* Start *

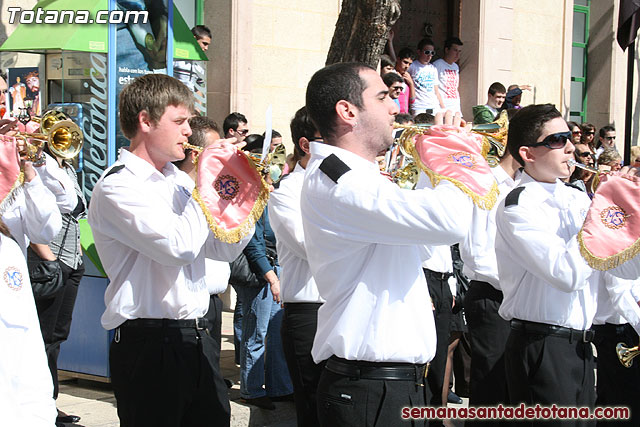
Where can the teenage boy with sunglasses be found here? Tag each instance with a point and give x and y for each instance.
(425, 78)
(550, 293)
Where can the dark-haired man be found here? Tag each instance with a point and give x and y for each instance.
(550, 293)
(495, 98)
(298, 289)
(363, 237)
(449, 74)
(235, 126)
(153, 237)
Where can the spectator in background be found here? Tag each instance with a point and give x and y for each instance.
(404, 119)
(607, 139)
(588, 135)
(449, 74)
(610, 159)
(581, 178)
(514, 96)
(424, 119)
(386, 65)
(395, 83)
(235, 126)
(495, 98)
(576, 132)
(191, 72)
(425, 76)
(635, 155)
(408, 94)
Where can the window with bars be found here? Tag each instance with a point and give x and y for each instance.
(578, 90)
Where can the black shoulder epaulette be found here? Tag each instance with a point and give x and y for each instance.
(513, 196)
(113, 170)
(334, 168)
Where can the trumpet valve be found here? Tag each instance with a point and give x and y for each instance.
(626, 354)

* End *

▸ **Your instructions**: Please edit the rows above, changing every "Tag each instance" to "Mark each instance" and leaving everything else as it is. Leave the pictures out of your answer.

▸ **Task answer**:
Where can the teenage boy with sunglasses be found here? Mark each instance with a point and give x and y for each instance.
(425, 78)
(550, 293)
Where can the dark-haired man be found here? Mark each instance with a point and give x and y for each instance.
(550, 293)
(495, 98)
(298, 289)
(363, 237)
(449, 74)
(235, 126)
(153, 237)
Where can the spectator in background be found here? Mark each instance with a point and give x and y for each instance.
(404, 119)
(607, 139)
(588, 135)
(449, 74)
(610, 159)
(581, 178)
(514, 96)
(424, 119)
(386, 65)
(395, 83)
(235, 126)
(495, 98)
(576, 132)
(191, 72)
(425, 76)
(635, 155)
(408, 94)
Where can the window with bars be found here? Mark each instance with a point and give x and y for each instance.
(578, 90)
Where can the black shoulder epaulette be found here? Mark each instance with a point and give x and y for each instance.
(513, 196)
(113, 170)
(334, 168)
Where can the trumpet valve be found here? Mark each instance with a point and give x and y for each instance.
(626, 354)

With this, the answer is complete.